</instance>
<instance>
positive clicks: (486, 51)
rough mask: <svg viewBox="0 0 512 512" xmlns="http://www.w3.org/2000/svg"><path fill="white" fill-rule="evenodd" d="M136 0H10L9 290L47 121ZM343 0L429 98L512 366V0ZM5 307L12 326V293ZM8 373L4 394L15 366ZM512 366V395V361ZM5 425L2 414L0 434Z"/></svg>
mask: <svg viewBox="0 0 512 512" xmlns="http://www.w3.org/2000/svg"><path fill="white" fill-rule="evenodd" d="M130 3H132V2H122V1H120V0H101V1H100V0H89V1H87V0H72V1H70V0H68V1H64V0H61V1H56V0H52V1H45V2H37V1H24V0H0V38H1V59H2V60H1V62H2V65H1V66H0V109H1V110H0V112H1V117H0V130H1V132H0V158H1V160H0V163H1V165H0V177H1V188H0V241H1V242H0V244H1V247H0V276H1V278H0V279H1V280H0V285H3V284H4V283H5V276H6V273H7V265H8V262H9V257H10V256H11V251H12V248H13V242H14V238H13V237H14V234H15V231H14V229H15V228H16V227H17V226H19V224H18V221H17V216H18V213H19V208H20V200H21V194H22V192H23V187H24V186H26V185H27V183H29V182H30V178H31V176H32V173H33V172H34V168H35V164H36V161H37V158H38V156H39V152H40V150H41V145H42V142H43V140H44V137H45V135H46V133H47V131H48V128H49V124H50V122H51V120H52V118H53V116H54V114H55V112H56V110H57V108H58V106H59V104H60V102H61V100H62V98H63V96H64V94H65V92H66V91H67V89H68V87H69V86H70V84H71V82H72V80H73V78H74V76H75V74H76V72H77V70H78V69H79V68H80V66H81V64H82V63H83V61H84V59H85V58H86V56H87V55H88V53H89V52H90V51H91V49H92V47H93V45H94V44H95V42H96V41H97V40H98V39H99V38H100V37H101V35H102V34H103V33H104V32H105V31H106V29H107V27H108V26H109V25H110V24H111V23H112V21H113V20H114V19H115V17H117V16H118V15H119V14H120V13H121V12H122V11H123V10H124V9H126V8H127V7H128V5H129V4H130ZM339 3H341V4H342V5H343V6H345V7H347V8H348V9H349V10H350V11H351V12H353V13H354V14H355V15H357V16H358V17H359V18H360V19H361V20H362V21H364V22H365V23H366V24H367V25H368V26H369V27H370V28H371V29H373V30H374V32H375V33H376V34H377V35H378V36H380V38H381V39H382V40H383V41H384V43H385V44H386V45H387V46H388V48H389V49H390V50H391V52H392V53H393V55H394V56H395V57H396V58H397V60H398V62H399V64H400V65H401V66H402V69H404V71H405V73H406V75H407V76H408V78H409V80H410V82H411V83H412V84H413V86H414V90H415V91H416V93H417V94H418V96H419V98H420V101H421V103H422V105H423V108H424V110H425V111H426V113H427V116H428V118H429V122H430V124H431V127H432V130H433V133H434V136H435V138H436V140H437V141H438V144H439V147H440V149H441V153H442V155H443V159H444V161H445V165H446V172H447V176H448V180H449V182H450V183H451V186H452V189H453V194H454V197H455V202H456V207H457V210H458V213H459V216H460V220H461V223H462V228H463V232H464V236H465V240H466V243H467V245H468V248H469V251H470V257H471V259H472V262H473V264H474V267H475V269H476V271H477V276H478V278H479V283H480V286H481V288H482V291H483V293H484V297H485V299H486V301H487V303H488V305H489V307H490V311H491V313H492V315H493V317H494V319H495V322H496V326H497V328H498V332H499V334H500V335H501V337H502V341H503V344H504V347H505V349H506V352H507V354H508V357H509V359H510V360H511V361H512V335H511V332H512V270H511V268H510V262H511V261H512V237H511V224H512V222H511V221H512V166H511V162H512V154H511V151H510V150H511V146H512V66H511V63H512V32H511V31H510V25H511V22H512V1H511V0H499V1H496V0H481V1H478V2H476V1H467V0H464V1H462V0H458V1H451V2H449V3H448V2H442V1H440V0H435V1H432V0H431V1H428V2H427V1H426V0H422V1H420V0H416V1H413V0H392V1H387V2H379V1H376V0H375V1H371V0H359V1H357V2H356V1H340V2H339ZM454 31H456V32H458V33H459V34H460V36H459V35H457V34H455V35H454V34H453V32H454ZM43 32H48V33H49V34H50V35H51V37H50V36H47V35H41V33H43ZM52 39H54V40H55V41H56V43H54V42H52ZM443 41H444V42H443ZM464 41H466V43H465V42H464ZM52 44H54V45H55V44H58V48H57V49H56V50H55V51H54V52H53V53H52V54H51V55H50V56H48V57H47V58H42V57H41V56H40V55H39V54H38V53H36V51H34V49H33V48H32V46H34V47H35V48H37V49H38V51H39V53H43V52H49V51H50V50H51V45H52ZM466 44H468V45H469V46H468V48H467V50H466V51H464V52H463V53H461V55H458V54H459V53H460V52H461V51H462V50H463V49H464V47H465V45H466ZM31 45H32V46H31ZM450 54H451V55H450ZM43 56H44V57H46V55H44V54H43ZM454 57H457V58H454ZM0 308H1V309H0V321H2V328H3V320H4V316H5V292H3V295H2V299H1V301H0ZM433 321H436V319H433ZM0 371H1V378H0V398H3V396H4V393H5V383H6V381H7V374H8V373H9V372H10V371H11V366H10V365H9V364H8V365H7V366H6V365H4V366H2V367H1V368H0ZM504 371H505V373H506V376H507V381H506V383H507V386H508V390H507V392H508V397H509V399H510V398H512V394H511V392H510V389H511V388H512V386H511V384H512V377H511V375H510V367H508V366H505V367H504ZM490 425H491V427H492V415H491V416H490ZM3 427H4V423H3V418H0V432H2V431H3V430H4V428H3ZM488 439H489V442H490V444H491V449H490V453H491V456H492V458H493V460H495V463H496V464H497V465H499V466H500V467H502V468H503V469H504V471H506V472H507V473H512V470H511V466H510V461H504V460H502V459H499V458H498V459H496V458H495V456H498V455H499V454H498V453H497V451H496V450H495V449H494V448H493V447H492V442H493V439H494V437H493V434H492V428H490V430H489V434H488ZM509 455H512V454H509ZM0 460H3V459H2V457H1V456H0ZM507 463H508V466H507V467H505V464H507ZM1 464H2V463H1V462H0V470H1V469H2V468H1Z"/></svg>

+--

EXERCISE GOAL — Please reproduce the lines above as a numbered list, omitting any blank lines.

EXERCISE RESULT —
1. </instance>
2. <instance>
3. positive clicks: (486, 51)
4. rough mask: <svg viewBox="0 0 512 512" xmlns="http://www.w3.org/2000/svg"><path fill="white" fill-rule="evenodd" d="M136 0H10L9 290L47 121ZM343 0L429 98L512 366V0ZM5 307L12 326V293ZM8 373L4 394L15 366ZM512 366V395V361ZM5 425L2 414L0 434Z"/></svg>
5. mask: <svg viewBox="0 0 512 512" xmlns="http://www.w3.org/2000/svg"><path fill="white" fill-rule="evenodd" d="M130 3H132V2H122V1H120V0H101V1H100V0H89V1H87V0H72V1H70V0H68V1H64V0H61V1H56V0H52V1H45V2H37V1H24V0H0V38H1V59H2V60H1V62H2V65H1V66H0V109H1V110H0V112H1V117H0V130H1V132H0V158H1V160H0V163H1V165H0V177H1V188H0V241H1V242H0V244H1V247H0V276H1V278H0V279H1V280H0V285H3V284H4V283H5V276H6V273H7V265H8V262H9V257H10V256H11V251H12V248H13V242H14V238H13V237H14V234H15V231H14V229H15V228H16V227H17V226H19V224H18V221H17V216H18V213H19V208H20V200H21V194H22V192H23V187H24V186H26V185H27V183H29V182H30V178H31V176H32V173H33V172H34V168H35V164H36V161H37V158H38V156H39V152H40V150H41V145H42V142H43V140H44V137H45V135H46V133H47V131H48V128H49V124H50V122H51V120H52V118H53V116H54V114H55V112H56V110H57V108H58V106H59V104H60V102H61V100H62V98H63V96H64V94H65V92H66V91H67V89H68V87H69V86H70V84H71V82H72V80H73V78H74V76H75V74H76V72H77V70H78V69H79V68H80V66H81V64H82V63H83V61H84V59H85V58H86V56H87V55H88V53H89V52H90V51H91V49H92V47H93V45H94V44H95V42H96V41H97V40H98V39H99V38H100V37H101V35H102V34H103V33H104V32H105V31H106V29H107V27H108V26H109V25H110V24H111V23H112V21H113V20H114V19H115V17H117V16H118V15H119V14H120V13H121V12H122V11H123V10H124V9H126V8H127V7H128V5H129V4H130ZM339 3H341V4H342V5H343V6H345V7H347V8H348V9H349V10H350V11H351V12H353V13H354V14H355V15H357V16H358V17H359V18H360V19H361V20H362V21H364V22H365V23H366V24H367V25H368V26H369V27H370V28H371V29H373V30H374V32H375V33H376V34H377V35H378V36H380V38H381V39H382V40H383V41H384V43H385V44H386V45H387V46H388V48H389V49H390V50H391V52H392V53H393V55H394V56H395V57H396V58H397V60H398V62H399V64H400V65H401V66H402V69H404V71H405V73H406V75H407V76H408V78H409V80H410V82H411V83H412V84H413V86H414V90H415V91H416V93H417V94H418V96H419V98H420V101H421V103H422V105H423V108H424V110H425V111H426V113H427V116H428V118H429V122H430V124H431V127H432V130H433V133H434V136H435V138H436V140H437V141H438V144H439V147H440V149H441V153H442V155H443V159H444V161H445V165H446V172H447V176H448V180H449V182H450V183H451V186H452V189H453V194H454V197H455V202H456V207H457V210H458V213H459V216H460V220H461V223H462V228H463V232H464V236H465V240H466V243H467V245H468V248H469V251H470V257H471V259H472V262H473V264H474V267H475V269H476V271H477V276H478V278H479V283H480V286H481V288H482V291H483V293H484V297H485V299H486V301H487V303H488V305H489V307H490V311H491V313H492V315H493V317H494V319H495V322H496V326H497V328H498V332H499V334H500V335H501V337H502V341H503V344H504V347H505V349H506V352H507V354H508V357H509V359H510V360H511V361H512V335H511V332H512V270H511V268H510V262H511V261H512V237H511V224H512V222H511V221H512V166H511V162H512V154H511V151H510V150H511V146H512V66H511V63H512V32H511V31H510V25H511V22H512V1H511V0H499V1H496V0H481V1H478V2H476V1H467V0H464V1H462V0H458V1H451V2H449V3H448V2H442V1H440V0H435V1H432V0H431V1H428V2H427V1H426V0H422V1H420V0H416V1H413V0H392V1H387V2H379V1H376V0H375V1H371V0H359V1H357V2H356V1H340V2H339ZM454 31H456V32H458V33H459V34H460V36H459V35H457V34H455V35H454V34H453V32H454ZM43 32H48V33H49V34H50V35H51V37H50V36H47V35H41V33H43ZM52 39H54V40H55V41H56V43H54V42H52ZM443 41H444V42H443ZM464 41H466V43H465V42H464ZM52 44H54V45H55V44H58V48H57V49H56V50H55V51H54V52H53V53H52V54H51V55H50V56H48V57H47V58H42V57H41V56H40V55H39V54H38V53H36V51H34V49H33V48H32V46H34V47H35V48H37V49H38V51H39V53H43V52H49V51H50V50H51V45H52ZM466 44H468V45H469V46H468V48H467V50H466V51H464V52H463V53H461V55H458V54H459V53H460V52H461V51H462V50H463V49H464V47H465V45H466ZM31 45H32V46H31ZM450 54H451V55H450ZM43 56H44V57H46V55H44V54H43ZM454 57H457V58H454ZM0 308H1V309H0V321H2V328H3V320H4V316H5V292H3V295H2V299H1V301H0ZM433 321H436V319H433ZM0 371H1V378H0V398H3V396H4V393H5V383H6V381H7V374H8V373H9V372H10V371H11V366H10V365H9V364H8V365H7V366H6V365H4V366H2V367H1V368H0ZM504 371H505V373H506V376H507V381H506V383H507V386H508V390H507V392H508V397H509V399H510V398H512V394H511V392H510V389H511V388H512V386H511V384H512V377H511V375H510V367H508V366H505V367H504ZM490 425H491V427H492V415H491V416H490ZM3 427H4V423H3V418H0V432H2V431H3V430H4V428H3ZM488 439H489V442H490V444H491V449H490V453H491V456H492V458H493V460H495V463H496V464H497V465H499V466H500V467H502V468H503V469H504V471H506V472H507V473H512V470H511V466H510V461H504V460H502V459H499V458H498V459H496V458H495V456H498V455H499V454H498V453H497V451H496V450H495V449H494V448H493V447H492V442H493V439H494V437H493V434H492V428H490V430H489V434H488ZM509 455H512V454H509ZM0 460H3V459H2V457H1V456H0ZM507 463H508V466H507V467H505V464H507ZM1 464H2V463H1V462H0V470H1V469H2V468H1Z"/></svg>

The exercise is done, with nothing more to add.